▶ What you should do
Below are some records; reproduce them exactly.

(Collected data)
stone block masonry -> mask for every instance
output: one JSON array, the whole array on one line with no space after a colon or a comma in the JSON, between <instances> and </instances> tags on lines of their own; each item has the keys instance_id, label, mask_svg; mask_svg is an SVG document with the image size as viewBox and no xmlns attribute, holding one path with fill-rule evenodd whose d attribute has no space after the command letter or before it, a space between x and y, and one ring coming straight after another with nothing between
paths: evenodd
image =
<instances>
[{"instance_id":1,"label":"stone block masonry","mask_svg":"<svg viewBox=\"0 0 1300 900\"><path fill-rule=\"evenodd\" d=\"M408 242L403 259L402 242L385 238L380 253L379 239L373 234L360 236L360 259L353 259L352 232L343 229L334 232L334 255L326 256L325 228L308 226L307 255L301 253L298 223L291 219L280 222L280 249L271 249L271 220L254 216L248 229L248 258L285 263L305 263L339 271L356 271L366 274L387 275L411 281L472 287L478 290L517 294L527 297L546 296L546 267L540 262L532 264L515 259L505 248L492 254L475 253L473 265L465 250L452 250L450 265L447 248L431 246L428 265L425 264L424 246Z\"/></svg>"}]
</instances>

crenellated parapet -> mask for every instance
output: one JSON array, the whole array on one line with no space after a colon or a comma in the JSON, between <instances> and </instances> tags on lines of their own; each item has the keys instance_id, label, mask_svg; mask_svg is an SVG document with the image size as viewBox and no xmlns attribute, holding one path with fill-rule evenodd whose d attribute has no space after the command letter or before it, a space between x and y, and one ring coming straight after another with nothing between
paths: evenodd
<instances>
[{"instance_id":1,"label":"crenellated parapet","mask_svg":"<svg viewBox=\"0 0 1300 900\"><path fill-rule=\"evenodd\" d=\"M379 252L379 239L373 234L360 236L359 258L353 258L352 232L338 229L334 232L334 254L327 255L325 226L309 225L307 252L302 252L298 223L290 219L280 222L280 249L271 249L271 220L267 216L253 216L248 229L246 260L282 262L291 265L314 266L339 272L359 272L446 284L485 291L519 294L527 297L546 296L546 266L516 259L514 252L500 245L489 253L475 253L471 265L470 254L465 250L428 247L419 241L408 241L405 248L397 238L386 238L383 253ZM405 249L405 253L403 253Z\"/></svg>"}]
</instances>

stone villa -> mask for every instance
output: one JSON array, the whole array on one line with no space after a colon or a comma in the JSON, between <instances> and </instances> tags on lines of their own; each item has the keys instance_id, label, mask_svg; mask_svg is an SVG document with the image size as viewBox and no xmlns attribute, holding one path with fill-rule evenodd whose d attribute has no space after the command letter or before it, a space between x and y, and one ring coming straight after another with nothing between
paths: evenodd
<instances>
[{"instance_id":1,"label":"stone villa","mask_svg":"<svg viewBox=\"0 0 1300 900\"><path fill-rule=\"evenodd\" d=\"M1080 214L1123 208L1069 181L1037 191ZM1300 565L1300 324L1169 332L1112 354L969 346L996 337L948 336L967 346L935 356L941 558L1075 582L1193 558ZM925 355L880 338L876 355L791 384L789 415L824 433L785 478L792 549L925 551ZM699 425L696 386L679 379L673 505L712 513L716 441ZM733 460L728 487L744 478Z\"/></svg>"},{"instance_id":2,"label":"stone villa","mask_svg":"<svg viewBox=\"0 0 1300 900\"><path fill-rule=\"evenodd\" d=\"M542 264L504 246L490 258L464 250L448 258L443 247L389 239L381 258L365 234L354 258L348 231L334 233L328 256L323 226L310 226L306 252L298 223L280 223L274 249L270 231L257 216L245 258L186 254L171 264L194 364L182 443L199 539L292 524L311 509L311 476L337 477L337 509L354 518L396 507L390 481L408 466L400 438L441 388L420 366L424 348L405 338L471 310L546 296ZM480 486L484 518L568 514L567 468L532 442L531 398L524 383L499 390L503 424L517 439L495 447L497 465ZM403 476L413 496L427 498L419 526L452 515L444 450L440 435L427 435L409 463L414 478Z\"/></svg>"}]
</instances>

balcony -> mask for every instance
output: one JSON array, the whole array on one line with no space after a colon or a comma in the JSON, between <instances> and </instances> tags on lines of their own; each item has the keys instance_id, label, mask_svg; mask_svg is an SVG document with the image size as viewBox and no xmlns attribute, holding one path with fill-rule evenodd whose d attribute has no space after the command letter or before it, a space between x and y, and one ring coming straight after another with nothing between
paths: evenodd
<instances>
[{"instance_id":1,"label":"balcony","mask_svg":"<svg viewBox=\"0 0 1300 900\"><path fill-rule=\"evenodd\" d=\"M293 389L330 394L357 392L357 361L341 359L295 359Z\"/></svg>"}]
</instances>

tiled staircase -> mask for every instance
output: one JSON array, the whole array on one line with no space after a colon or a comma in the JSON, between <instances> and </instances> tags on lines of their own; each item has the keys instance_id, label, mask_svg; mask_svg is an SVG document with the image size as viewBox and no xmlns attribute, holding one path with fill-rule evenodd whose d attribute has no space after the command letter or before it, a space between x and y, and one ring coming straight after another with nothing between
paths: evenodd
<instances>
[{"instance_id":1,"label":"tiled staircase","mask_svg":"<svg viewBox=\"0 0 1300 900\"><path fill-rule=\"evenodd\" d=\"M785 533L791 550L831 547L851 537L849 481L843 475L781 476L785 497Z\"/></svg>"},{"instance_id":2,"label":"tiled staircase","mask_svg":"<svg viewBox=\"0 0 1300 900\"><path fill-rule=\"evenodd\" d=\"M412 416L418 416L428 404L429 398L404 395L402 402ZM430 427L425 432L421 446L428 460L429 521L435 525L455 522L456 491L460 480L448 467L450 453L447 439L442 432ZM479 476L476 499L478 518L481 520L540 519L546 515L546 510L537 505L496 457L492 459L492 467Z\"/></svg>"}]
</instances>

▶ Result for this task
stone block masonry -> mask for every instance
output: one JSON array, the whole array on one line with no space after a colon or a comma in the JSON, between <instances> and </instances> tags on lines of their own; each item has the keys instance_id, label, mask_svg; mask_svg is an SVG document with the image size as viewBox and no xmlns attribute, holding one path with fill-rule evenodd whose d attribute has no space after the command letter or before it, a space between x and y, and one ring coming straight after another with nothing between
paths: evenodd
image =
<instances>
[{"instance_id":1,"label":"stone block masonry","mask_svg":"<svg viewBox=\"0 0 1300 900\"><path fill-rule=\"evenodd\" d=\"M408 242L403 259L402 242L385 238L380 253L379 239L373 234L360 236L360 259L353 259L352 232L343 229L334 232L334 255L326 256L325 228L308 226L307 255L301 253L298 223L291 219L280 222L280 249L271 249L271 220L254 216L248 229L248 258L285 263L305 263L339 271L356 271L366 274L387 275L411 281L472 287L478 290L517 294L527 297L546 296L546 267L540 262L532 264L515 259L505 248L492 254L475 253L473 265L465 250L452 250L450 265L447 248L431 246L428 265L425 264L424 246Z\"/></svg>"}]
</instances>

crenellated parapet -> mask for every instance
output: one JSON array, the whole array on one line with no space after a colon or a comma in the JSON, between <instances> and </instances> tags on lines of their own; each item has the keys instance_id, label, mask_svg; mask_svg is an SVG document with the image size as viewBox and no xmlns attribute, holding one path with fill-rule evenodd whose d attribute has no space after the command letter or before it, a space between x and y, and one ring coming straight after another with nothing between
paths: evenodd
<instances>
[{"instance_id":1,"label":"crenellated parapet","mask_svg":"<svg viewBox=\"0 0 1300 900\"><path fill-rule=\"evenodd\" d=\"M379 252L379 239L373 234L360 236L359 258L353 258L352 232L338 229L334 232L334 254L327 255L325 226L309 225L307 252L302 252L298 223L290 219L280 222L280 249L271 249L271 220L267 216L253 216L248 229L246 260L282 262L291 265L314 266L339 272L359 272L446 284L485 291L519 294L527 297L546 296L546 266L516 259L514 252L500 245L489 253L475 253L471 265L470 254L465 250L428 247L419 241L408 241L405 248L397 238L386 238L383 253ZM405 249L405 253L403 253Z\"/></svg>"}]
</instances>

stone villa -> mask for every instance
output: one JSON array, the whole array on one line with no space after a colon or a comma in the JSON, between <instances> and </instances> tags on lines of their own; each item has the keys instance_id, label, mask_svg; mask_svg is an SVG document with the image size as viewBox and no xmlns attribute, holding one path with fill-rule evenodd whose d attribute has no space after the command letter or before it, a space between x and y, and one ring coming straight after another with nothing between
paths: evenodd
<instances>
[{"instance_id":1,"label":"stone villa","mask_svg":"<svg viewBox=\"0 0 1300 900\"><path fill-rule=\"evenodd\" d=\"M1080 214L1123 208L1069 181L1037 191ZM1300 565L1300 324L1169 332L1112 354L969 346L996 337L948 336L967 346L935 356L941 558L1075 582L1193 558ZM925 355L880 338L876 355L791 384L789 415L824 433L785 478L792 549L925 551ZM699 425L696 386L679 379L673 505L712 513L716 441ZM733 460L728 487L744 478Z\"/></svg>"},{"instance_id":2,"label":"stone villa","mask_svg":"<svg viewBox=\"0 0 1300 900\"><path fill-rule=\"evenodd\" d=\"M542 264L504 246L490 258L464 250L448 258L443 247L389 239L381 258L365 234L354 258L348 231L334 233L328 256L323 226L310 226L306 252L298 223L280 223L274 249L270 231L257 216L245 258L186 254L171 264L194 364L182 443L199 539L292 524L311 509L311 476L337 477L337 509L354 518L396 507L390 481L408 466L400 438L441 388L420 366L424 348L405 338L471 310L546 296ZM480 486L484 518L568 514L567 468L532 442L531 398L524 383L499 390L503 424L517 439L495 447L497 465ZM403 476L413 496L427 498L419 526L452 515L444 450L440 435L427 435L409 463L414 478Z\"/></svg>"}]
</instances>

balcony -> mask for every instance
output: one JSON array, the whole array on one line with no space after a colon or a comma in the JSON, between <instances> and </instances> tags on lines of their own; each item has the keys instance_id, label, mask_svg; mask_svg is an SVG document with the image size as viewBox and no xmlns attribute, holding one path with fill-rule evenodd whose d attribute has no space after the command letter or before it, a space between x and y, and one ring coming straight after another with nothing between
paths: evenodd
<instances>
[{"instance_id":1,"label":"balcony","mask_svg":"<svg viewBox=\"0 0 1300 900\"><path fill-rule=\"evenodd\" d=\"M293 389L330 394L357 392L357 361L341 359L295 359Z\"/></svg>"}]
</instances>

tiled staircase -> mask for every instance
output: one JSON array, the whole array on one line with no space after a colon or a comma in the JSON, between <instances> and </instances> tags on lines of their own; each item has the keys instance_id, label, mask_svg; mask_svg is an SVG document with the image size as viewBox and no xmlns attribute, holding one path with fill-rule evenodd whose d attribute has no space after the command letter or before it, a space between x and y, and one ring coming straight after another with nothing between
paths: evenodd
<instances>
[{"instance_id":1,"label":"tiled staircase","mask_svg":"<svg viewBox=\"0 0 1300 900\"><path fill-rule=\"evenodd\" d=\"M785 533L791 550L831 547L851 537L849 481L843 475L781 476L785 497Z\"/></svg>"},{"instance_id":2,"label":"tiled staircase","mask_svg":"<svg viewBox=\"0 0 1300 900\"><path fill-rule=\"evenodd\" d=\"M412 416L418 416L428 404L429 398L404 395L402 402ZM430 427L425 432L421 446L428 460L429 521L435 525L455 522L456 491L460 480L448 467L450 453L447 439L442 432ZM479 476L476 499L478 518L481 520L540 519L546 515L546 510L537 505L496 457L492 459L492 467Z\"/></svg>"}]
</instances>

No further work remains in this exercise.